**What to work on:**
(1) In the passage about Apion, what nickname did the Emperor Tiberius give him?
(2) Write a continuation of the passage about Apion and Josephus, starting after its final sentence.

**Source document:**
Of Apion we know very little, and should have known less but for the notice taken of him by Josephus. He was a grammarian and teacher of rhetoric, born and educated at Alexandria, but a resident at Rome in the first century. The Emperor Tiberius used to call him Cymbalum Mundi, on account of his noisy loquacity and vanity.

He says that Moses brought the Israelites out of Egypt in the same year that Carthage was built by the Phenicians. But Josephus shows that Carthage was built one hundred and fifty years after the reign of Hiram, King of Tyre, the same that assisted Solomon in building the temple; and that the temple was not commenced until the four hundred and eightieth year after the exode from Egypt. Hence the exode occurred five hundred and thirty years earlier than the time fixed upon by Apion.

Apion gives the following ridiculous account of the origin of the Jewish Sabbath. "The children of Israel," he says, "were all of them infected with leprosy, and other cutaneous diseases, for which cause they were driven out of Egypt. They had swellings in the joints, so that it was with difficulty they could walk at all. Yet this diseased, maimed multitude managed to get through the wilderness into the land of Judah in six days, and celebrated the seventh as a rest or Sabbath!" And, as though this absurdity was not enough, Apion says in another place that the people rested forty days at the foot of Sinai, while Moses went up into the mount. Josephus shows up these absurdities with great zest, and indignantly repels the statement that the Israelites were lepers when they came out of Egypt, and were driven out because of their diseases.

**Stored data:**
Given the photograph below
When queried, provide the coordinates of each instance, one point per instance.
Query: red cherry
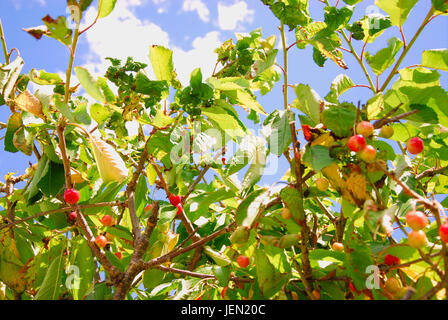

**Solved tasks:**
(1) Cymbalum Mundi

(2)
Apion pretends that the Jews had in their temple the image of an ass's head, made of gold, and that this was discovered by Antiochus Epiphanes, who carried it away when he plundered the temple. "But if this story be true," asks Josephus, "why was not the image seen before? and why has it not been heard of since, until this ass of an Apion made the discovery?"

Apion further says that Antiochus found in the temple an imprisoned Greek, whom the Jews were pampering and fattening for sacrifice, and that he rescued the prisoner from their hands. To this Josephus replies that the best way to confute fools is to appeal to facts. And he goes on to show, from the very structure of the temple, and from its hallowed and guarded purity, that such a thing was strictly impossible.

Apion has another story about the Jews of the same character with those above related. It seems that the ass's head had been replaced after the time of Antiochus, and that an Idumean, whose name was Zabidus, had had the address to get into the temple and carry it away. "And say you sọ, sir!" replies Josephus. "Then does Apion make an ass of himself, and lays on him a burden of fooleries and lies. For he speaks of places which have no existence, and of things of which there is no history or tradition in the world, save his own."

Apion reproaches the Jews with their long and frequent subjection to the Gentile nations--the Babylonians, the Persians, the Greeks, the Romans-and affirms that they have bound themselves, by an awful oath, to be perpetual enemies to all foreigners, and especially to the Greeks. Josephus replies that the Egyptians, of whom Apion was one, had been as long and as often in bondage as the Jews; and that the story of the oath was a sheer fabrication, contradicted by the whole history of the Jewish nation.

Apion insists that the Jews have never had any such wise men among them as Socrates, Plato, and Zeno; whereas Greece and Egypt abound with such men, among whom he is proud to enroll himself! A good illustration, this, of Tiberius's name for him, Cymbalum Mundi, to ring out his own vanity and applause.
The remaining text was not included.